-- start INPUT ROWS --
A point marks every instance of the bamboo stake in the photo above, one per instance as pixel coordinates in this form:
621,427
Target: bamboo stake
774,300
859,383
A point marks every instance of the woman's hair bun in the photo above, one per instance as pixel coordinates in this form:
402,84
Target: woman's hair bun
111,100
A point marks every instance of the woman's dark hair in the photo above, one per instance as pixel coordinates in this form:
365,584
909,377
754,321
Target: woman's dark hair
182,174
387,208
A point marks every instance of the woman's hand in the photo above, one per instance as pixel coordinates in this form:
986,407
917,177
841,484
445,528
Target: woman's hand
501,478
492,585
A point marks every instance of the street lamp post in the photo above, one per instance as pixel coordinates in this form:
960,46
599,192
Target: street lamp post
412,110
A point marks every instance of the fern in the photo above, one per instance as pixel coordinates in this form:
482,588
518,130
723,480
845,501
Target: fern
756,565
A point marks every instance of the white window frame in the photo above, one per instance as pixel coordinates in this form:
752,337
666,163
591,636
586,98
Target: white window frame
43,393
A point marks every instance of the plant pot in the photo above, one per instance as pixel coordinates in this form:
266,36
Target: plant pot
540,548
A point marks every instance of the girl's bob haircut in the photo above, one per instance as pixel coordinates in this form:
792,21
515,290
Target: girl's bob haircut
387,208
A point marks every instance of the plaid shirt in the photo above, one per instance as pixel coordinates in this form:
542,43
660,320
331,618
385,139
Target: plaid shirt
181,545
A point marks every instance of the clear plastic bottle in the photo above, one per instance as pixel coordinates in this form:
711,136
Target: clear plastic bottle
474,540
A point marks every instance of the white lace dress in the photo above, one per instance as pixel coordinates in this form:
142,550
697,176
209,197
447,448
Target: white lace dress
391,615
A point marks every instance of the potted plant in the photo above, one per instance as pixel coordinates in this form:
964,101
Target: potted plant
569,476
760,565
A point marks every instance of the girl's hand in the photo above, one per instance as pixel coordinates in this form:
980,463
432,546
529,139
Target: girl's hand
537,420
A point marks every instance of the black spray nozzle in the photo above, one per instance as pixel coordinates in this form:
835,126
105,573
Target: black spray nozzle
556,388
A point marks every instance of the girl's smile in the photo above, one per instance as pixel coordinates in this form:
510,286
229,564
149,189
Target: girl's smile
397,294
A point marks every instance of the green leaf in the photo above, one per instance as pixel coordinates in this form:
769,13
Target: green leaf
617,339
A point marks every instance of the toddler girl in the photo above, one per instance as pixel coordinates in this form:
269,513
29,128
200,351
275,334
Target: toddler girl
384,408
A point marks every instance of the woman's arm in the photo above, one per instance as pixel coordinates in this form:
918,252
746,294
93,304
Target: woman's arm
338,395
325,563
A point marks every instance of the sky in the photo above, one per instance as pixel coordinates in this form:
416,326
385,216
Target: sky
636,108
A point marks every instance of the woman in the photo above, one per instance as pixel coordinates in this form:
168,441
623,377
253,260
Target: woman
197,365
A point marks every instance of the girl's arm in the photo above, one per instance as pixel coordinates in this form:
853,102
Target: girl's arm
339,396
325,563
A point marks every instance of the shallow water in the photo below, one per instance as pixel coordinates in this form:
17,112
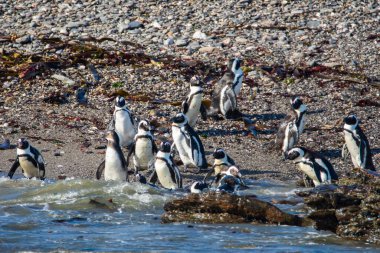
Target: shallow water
78,215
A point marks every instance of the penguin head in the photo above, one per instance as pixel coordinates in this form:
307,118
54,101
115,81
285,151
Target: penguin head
297,105
165,147
295,154
144,126
351,121
195,81
22,143
233,171
120,102
112,136
179,120
219,153
234,64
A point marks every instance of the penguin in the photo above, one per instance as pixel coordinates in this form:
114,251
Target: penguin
224,95
231,180
165,170
192,106
114,165
291,127
29,159
315,166
188,143
143,148
221,164
357,144
123,123
199,187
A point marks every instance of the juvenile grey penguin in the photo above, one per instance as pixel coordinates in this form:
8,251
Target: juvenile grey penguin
29,159
315,166
165,170
143,148
224,95
357,144
123,123
114,165
193,106
231,180
188,143
292,126
221,164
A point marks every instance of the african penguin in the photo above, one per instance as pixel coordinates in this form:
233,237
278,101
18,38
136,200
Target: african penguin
231,180
357,144
193,106
123,123
188,143
143,148
291,127
165,170
221,164
29,159
114,165
315,166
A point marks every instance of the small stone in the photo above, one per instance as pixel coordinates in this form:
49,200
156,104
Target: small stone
24,39
199,35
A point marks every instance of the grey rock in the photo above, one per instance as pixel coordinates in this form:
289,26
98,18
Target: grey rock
24,39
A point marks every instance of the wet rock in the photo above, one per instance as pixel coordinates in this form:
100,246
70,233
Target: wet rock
227,208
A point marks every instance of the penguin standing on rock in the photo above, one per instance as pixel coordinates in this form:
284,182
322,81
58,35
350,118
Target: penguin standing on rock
165,170
292,126
143,148
29,159
193,106
316,167
224,99
221,164
188,143
123,123
114,165
357,144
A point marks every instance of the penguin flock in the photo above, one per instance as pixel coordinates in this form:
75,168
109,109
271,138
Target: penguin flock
224,173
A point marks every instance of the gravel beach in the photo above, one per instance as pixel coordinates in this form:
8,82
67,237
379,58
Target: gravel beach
326,52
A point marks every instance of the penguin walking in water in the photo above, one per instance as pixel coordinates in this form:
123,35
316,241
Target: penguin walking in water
143,148
221,164
188,143
231,180
193,106
165,170
29,159
224,99
123,123
114,165
292,126
357,144
315,166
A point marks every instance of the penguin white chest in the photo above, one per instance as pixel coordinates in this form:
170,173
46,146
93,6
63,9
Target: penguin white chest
164,175
194,108
28,167
113,169
354,150
143,153
183,148
124,128
308,170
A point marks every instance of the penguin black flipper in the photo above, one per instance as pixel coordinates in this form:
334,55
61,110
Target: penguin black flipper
13,169
153,178
131,151
100,170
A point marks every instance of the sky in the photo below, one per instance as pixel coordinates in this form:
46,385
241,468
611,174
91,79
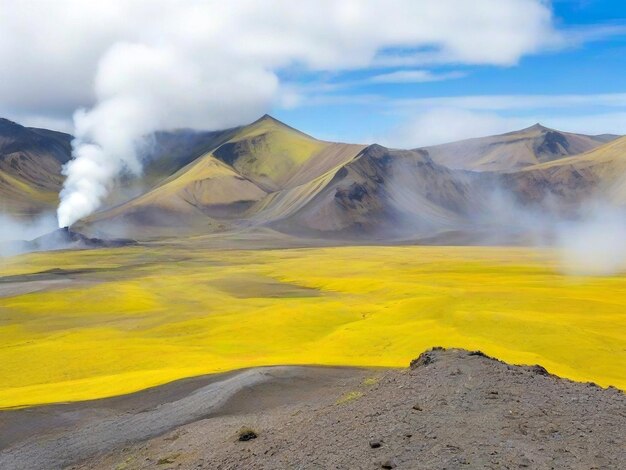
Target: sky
404,73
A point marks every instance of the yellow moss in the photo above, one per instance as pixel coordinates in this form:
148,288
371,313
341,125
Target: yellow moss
349,396
142,316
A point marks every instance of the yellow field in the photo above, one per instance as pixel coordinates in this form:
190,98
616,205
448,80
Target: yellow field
142,316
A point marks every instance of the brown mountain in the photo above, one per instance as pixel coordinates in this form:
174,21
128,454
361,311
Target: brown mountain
514,150
30,167
269,175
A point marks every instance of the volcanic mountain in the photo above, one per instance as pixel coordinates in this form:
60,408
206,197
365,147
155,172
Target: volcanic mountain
514,150
269,175
30,168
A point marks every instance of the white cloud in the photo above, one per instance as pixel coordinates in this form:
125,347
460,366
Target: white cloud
516,102
441,125
438,125
144,65
414,76
51,50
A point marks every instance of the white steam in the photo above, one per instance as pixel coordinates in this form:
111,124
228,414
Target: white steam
142,89
594,245
14,232
213,65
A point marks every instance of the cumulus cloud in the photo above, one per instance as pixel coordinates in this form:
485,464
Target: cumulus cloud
414,76
52,49
441,125
432,121
142,65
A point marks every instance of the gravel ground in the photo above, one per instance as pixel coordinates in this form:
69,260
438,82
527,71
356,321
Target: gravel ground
451,409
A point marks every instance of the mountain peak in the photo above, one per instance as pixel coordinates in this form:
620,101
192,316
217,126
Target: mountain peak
537,127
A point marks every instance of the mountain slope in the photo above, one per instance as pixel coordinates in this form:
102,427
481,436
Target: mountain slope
596,175
262,172
514,150
388,193
30,167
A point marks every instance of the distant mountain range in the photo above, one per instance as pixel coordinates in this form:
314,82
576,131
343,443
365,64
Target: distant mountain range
268,174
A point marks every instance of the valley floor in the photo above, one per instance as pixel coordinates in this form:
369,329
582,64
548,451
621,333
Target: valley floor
80,325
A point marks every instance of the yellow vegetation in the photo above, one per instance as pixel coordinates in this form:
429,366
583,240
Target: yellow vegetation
140,316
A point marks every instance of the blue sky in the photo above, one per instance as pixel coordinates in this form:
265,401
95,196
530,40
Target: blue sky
404,73
358,110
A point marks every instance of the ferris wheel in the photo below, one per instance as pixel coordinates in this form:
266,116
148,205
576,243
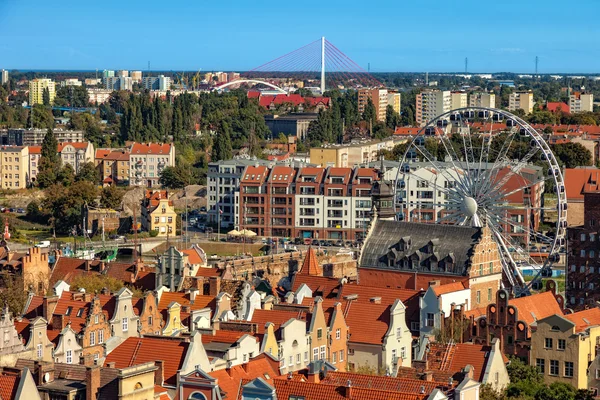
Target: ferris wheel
480,167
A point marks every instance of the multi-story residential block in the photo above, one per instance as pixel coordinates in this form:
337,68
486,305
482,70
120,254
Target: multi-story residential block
136,76
14,167
581,102
147,162
379,98
394,100
158,213
480,99
36,90
160,82
76,153
430,103
521,101
71,82
459,100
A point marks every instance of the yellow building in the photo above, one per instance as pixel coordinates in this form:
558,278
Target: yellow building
158,213
14,162
563,345
36,90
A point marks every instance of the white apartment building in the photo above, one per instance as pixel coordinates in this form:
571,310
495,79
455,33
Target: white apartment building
147,162
482,100
521,100
430,103
459,100
581,102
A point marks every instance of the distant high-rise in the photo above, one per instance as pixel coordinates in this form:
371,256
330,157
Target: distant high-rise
482,100
36,90
430,103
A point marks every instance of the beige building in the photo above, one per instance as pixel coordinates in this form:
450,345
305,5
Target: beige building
158,213
581,102
459,100
379,97
482,100
430,103
521,100
14,162
394,100
563,345
36,90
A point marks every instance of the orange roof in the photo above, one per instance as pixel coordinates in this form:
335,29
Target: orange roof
535,307
584,319
448,288
135,351
311,264
150,148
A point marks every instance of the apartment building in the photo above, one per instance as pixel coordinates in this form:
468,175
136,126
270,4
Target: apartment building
581,102
522,101
147,162
562,346
76,153
394,100
379,98
430,103
480,99
158,213
459,100
36,90
14,163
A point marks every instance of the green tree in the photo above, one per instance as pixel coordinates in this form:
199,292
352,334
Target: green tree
49,165
222,149
112,197
46,97
87,172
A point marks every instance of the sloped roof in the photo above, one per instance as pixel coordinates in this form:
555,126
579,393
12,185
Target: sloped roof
457,241
584,319
134,351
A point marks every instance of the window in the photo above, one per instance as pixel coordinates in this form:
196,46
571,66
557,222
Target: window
429,321
554,367
569,369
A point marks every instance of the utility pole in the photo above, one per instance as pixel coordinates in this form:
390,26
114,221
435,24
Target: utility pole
322,65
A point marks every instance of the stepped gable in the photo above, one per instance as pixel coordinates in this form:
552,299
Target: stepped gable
395,244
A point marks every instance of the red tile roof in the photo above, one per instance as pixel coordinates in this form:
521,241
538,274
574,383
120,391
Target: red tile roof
9,383
584,319
134,351
151,148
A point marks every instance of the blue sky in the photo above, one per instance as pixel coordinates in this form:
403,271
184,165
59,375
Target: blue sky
400,35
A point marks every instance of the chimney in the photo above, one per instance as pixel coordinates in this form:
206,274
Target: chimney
348,389
214,284
92,382
48,306
159,376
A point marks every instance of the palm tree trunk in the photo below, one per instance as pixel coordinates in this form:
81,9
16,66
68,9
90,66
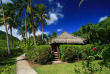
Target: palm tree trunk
26,29
29,37
32,23
42,32
11,36
5,29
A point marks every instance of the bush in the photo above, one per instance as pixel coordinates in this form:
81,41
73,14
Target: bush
40,54
3,43
76,51
106,55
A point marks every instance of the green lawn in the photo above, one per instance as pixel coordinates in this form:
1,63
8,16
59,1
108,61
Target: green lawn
8,66
67,68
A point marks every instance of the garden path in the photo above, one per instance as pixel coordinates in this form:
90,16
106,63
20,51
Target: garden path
23,67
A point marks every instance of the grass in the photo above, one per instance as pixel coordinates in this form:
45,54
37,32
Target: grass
8,65
67,68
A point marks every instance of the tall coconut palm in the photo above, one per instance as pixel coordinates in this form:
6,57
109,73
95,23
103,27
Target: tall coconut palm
29,26
10,13
23,5
5,29
41,14
22,33
32,22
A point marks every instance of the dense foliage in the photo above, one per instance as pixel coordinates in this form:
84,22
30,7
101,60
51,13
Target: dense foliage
4,52
96,33
40,54
69,52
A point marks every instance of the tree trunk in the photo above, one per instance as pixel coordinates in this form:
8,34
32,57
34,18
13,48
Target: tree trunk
6,29
42,32
78,57
29,37
32,23
11,36
26,29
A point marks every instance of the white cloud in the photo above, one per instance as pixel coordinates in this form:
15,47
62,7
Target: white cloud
38,33
59,5
14,32
6,1
102,18
54,18
59,30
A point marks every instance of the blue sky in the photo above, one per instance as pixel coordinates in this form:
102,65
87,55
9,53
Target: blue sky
67,16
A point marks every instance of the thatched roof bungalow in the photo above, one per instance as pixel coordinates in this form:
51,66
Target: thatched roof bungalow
65,38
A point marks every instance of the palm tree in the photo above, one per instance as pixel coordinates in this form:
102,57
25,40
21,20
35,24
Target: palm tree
32,22
22,33
41,15
23,5
29,26
5,29
10,13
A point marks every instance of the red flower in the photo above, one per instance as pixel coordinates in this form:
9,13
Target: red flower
94,49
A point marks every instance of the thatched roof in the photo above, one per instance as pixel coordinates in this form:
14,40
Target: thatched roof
68,39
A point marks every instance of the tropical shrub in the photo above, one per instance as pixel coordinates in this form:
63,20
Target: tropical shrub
14,52
3,43
67,52
76,51
106,55
40,54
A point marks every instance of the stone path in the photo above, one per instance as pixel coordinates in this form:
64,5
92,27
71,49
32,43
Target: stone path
57,62
23,67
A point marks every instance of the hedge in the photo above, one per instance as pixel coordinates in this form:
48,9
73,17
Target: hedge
70,52
40,54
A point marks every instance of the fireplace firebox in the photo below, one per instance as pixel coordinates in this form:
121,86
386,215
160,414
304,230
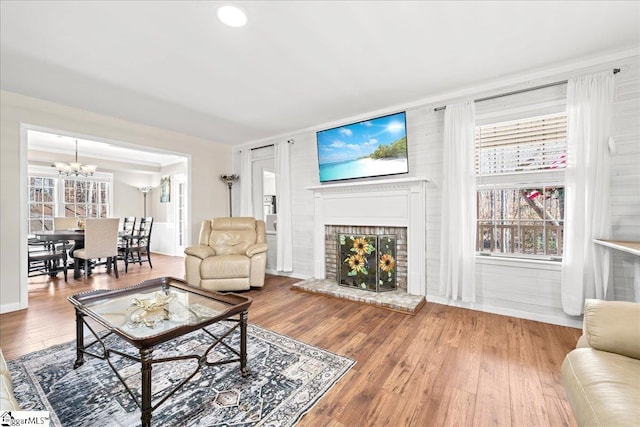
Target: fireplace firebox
367,262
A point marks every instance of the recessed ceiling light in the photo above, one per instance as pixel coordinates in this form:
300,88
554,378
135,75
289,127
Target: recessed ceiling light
232,16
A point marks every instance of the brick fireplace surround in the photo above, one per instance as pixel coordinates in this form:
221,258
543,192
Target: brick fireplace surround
332,256
398,204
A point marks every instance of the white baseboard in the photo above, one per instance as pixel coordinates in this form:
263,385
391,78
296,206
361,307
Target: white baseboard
7,308
562,320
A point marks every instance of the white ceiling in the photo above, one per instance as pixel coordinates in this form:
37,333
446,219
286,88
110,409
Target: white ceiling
296,64
89,149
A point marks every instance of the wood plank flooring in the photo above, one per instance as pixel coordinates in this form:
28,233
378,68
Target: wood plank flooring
445,366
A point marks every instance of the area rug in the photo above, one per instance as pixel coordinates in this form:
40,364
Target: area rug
286,378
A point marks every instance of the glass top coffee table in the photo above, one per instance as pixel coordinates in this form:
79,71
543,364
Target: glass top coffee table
153,312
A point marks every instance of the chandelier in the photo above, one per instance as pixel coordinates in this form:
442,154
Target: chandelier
75,168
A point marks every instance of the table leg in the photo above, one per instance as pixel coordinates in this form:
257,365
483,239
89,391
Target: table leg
79,339
145,360
636,279
243,343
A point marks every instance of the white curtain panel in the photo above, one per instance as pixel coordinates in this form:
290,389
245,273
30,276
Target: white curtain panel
457,250
246,180
585,266
284,256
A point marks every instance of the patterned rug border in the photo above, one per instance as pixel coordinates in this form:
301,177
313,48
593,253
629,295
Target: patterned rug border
253,331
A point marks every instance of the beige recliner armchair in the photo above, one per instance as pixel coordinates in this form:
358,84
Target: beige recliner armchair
231,255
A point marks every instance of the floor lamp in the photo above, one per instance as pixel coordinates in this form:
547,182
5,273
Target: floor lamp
228,179
145,191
-- end INPUT ROWS --
• WHAT YOU HAVE TO DO:
From the "A point marks every instance of the patterned" line to the close of the listing, restate each line word for word.

• FULL SOLUTION:
A point marks every instance of the patterned rug border in the photo above, one per instance as pixel coordinates in this form:
301,177
313,48
593,253
629,295
Target: patterned rug border
253,331
A point marks every instance of the beige recliner armchair in the photo above, one per instance as pixel coordinates in this form:
358,84
Target: beige recliner armchair
231,255
A point marks every instance of the floor lamp in the photo above, one per instance as pixel coordinates in this form:
547,182
5,273
Target: floor lamp
228,179
145,191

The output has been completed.